Brief:
Using the records below, filter for lines that contain the string "category" and copy them out.

Data for the task:
##########

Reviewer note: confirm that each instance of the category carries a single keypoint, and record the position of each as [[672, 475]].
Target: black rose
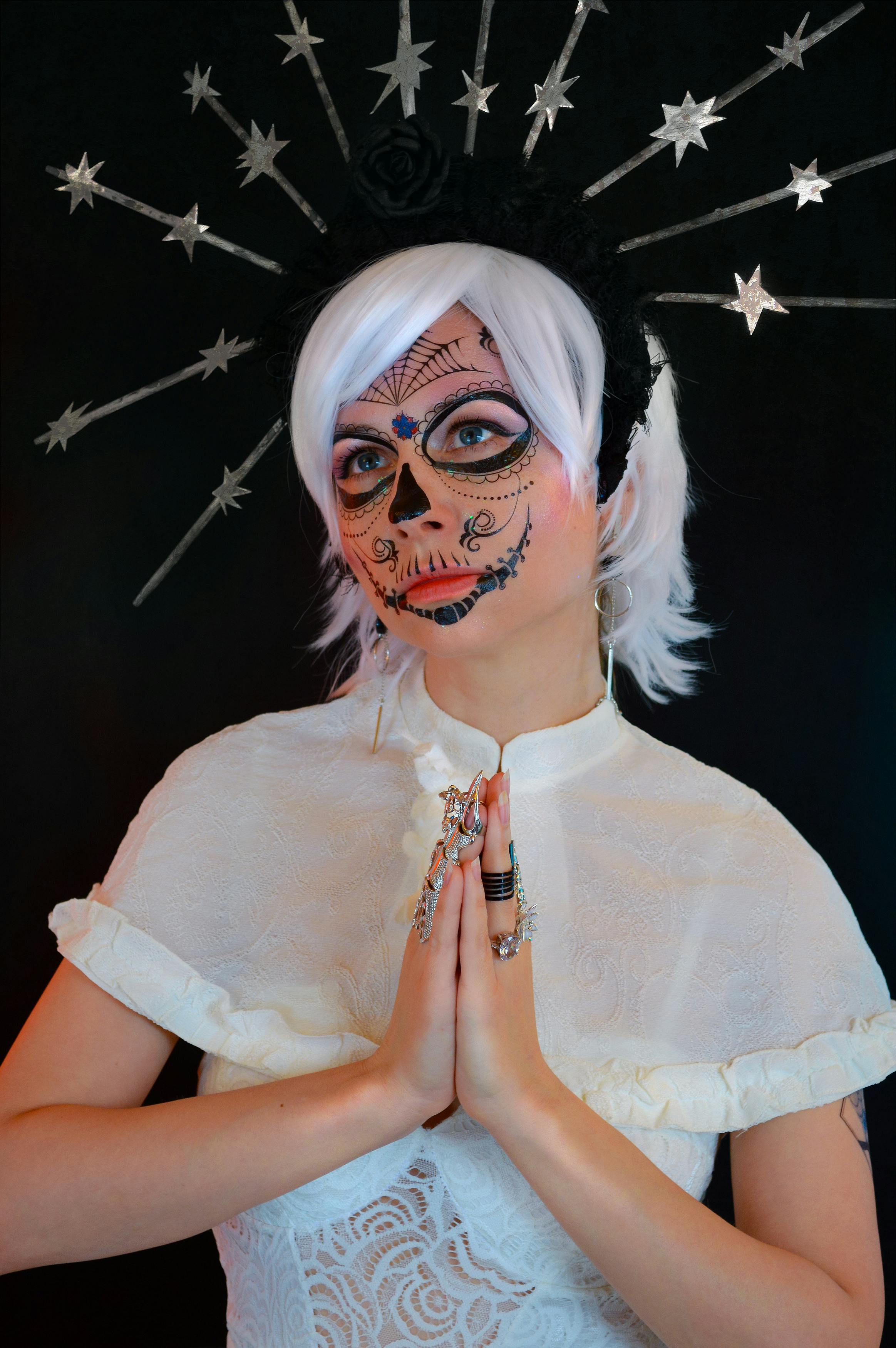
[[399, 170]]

##########

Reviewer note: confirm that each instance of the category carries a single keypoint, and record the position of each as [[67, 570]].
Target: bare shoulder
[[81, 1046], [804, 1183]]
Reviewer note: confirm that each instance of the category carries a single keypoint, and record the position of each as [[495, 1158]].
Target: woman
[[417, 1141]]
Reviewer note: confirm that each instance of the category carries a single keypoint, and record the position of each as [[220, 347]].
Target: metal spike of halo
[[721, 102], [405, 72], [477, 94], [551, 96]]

##########

Answer section:
Reviewer note: confirm that each instance of the category carries a single keypoint, and record the position of each as [[672, 475]].
Reviewer note: confirm that each instance of the category carries a single keypoint, and record the position of each as [[67, 570]].
Reviewer note: confirm that each instance of the category carries a single keypoint, and record the position of each as [[495, 1158]].
Reviewer note: confirm that each instance of the category carries a single keypoint, and record the position of each as [[220, 347]].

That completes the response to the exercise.